■ Goal
Please format every one of the rows below as a numbered list, leaving out any blank lines.

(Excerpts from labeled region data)
####################

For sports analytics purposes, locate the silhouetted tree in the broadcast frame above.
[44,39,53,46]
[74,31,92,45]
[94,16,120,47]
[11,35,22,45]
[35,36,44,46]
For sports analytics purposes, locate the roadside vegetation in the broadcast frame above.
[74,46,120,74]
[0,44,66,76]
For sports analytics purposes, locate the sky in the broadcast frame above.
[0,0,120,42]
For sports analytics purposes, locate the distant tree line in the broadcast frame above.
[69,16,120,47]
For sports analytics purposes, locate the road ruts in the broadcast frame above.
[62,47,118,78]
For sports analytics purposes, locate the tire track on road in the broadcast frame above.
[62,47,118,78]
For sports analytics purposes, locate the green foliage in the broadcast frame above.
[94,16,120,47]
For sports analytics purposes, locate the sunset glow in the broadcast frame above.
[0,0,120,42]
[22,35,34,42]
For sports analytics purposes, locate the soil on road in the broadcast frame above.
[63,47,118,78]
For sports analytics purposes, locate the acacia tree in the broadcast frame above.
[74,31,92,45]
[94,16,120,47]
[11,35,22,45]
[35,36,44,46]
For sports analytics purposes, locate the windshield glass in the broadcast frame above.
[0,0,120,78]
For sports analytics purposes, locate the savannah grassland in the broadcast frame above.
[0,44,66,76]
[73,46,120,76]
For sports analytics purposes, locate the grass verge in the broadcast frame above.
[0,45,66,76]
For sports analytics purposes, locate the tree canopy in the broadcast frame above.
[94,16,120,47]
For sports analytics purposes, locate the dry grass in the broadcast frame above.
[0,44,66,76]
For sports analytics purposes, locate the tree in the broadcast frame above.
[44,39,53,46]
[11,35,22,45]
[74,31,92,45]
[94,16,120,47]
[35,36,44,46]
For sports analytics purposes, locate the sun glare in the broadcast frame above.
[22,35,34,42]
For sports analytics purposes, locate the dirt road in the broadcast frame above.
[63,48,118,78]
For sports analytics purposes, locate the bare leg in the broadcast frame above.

####################

■ Output below
1. For sports analytics purposes, locate the silhouetted tree in the broadcast frame above.
2. [44,39,53,46]
3. [74,31,92,45]
4. [94,16,120,47]
5. [11,35,22,45]
6. [35,36,44,46]
7. For sports analytics purposes, locate the roadside vegetation in the broadcast frame above.
8. [74,46,120,74]
9. [0,44,66,76]
10. For sports analytics purposes, locate the sky in the broadcast frame above.
11. [0,0,120,42]
12. For sports analytics purposes, locate the distant tree line in the broadcast frame above.
13. [69,16,120,47]
14. For sports analytics purposes, locate the road ruts in the broadcast frame above.
15. [62,47,118,78]
16. For sports analytics purposes, locate the tire track on road in the broadcast frame above.
17. [62,47,118,78]
18. For sports analytics purposes, locate the green foliage in the broadcast frame above.
19. [94,16,120,47]
20. For sports analytics purposes, locate the sunset glow in the broadcast frame above.
21. [0,0,120,42]
22. [22,35,34,42]
23. For sports analytics purposes, locate the soil on road in the broadcast frame above.
24. [63,47,118,78]
25. For sports analytics purposes, locate the acacia tree in the broadcast frame above.
26. [74,31,92,45]
27. [94,16,120,47]
28. [11,35,22,45]
29. [35,36,44,46]
30. For sports analytics purposes, locate the windshield glass in the broadcast frame above.
31. [0,0,120,78]
32. For sports analytics purposes, locate the savannah grassland in the broadcast frame above.
33. [0,44,66,76]
34. [73,46,120,76]
35. For sports analytics purposes, locate the grass verge in the broadcast frame above.
36. [0,45,66,76]
37. For sports analytics purposes, locate the tree canopy in the broadcast frame above.
38. [94,16,120,47]
39. For sports analytics purposes, locate the dry grass in the broadcast frame above.
40. [0,44,66,76]
41. For sports analytics purposes, locate the tree in the broadcast frame above.
42. [44,39,53,46]
43. [11,35,22,45]
44. [74,31,92,45]
45. [94,16,120,47]
46. [35,36,44,46]
47. For sports analytics purposes, locate the sun glare in the broadcast frame above.
48. [22,35,34,42]
49. For sports analytics purposes, locate the dirt road in the broadcast frame above.
50. [63,48,118,78]
51. For sports analytics purposes, locate the bare leg in the broadcast frame above.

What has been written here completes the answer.